Description of the task >>
Return every line of the material below that contains the word "help", copying each such line in full.

Data to process >>
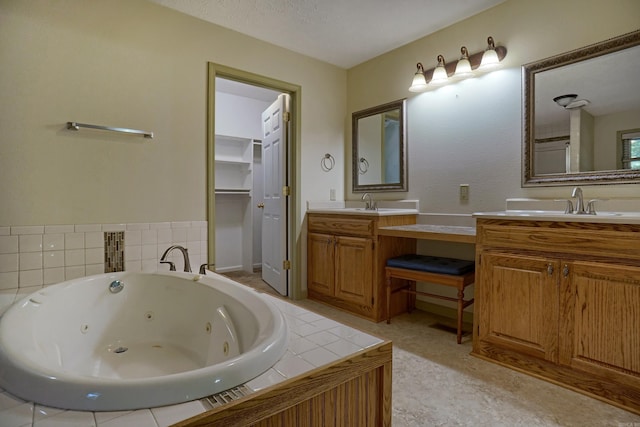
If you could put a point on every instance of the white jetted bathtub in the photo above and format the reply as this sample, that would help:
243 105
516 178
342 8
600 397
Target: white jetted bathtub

==

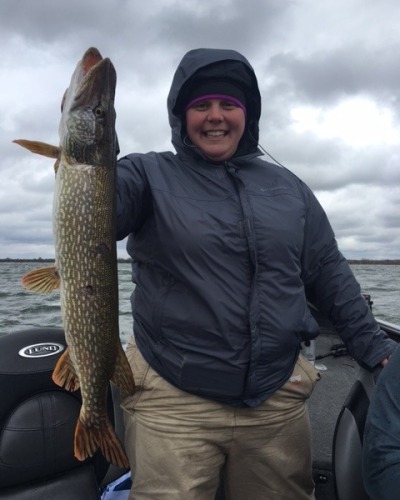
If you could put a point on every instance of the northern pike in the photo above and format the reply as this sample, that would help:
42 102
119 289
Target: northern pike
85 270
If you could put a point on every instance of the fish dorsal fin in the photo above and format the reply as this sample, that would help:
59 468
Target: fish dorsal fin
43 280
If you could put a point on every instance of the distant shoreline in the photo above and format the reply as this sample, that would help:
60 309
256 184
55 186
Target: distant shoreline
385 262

Task output >>
If you could put a point on every instance of the white jetted bathtub in the photo above and format the reply as this sample, that would help:
If you could put a point on every instance of the northern pike in the photo above and format the reply as this sample, that would help:
If you could put a point on every instance of the fish dorsal fin in the photo above and format the reply as this sample, that would help:
If you could put a point on every instance of the distant shoreline in the photo above and format the reply as this sample, that would help:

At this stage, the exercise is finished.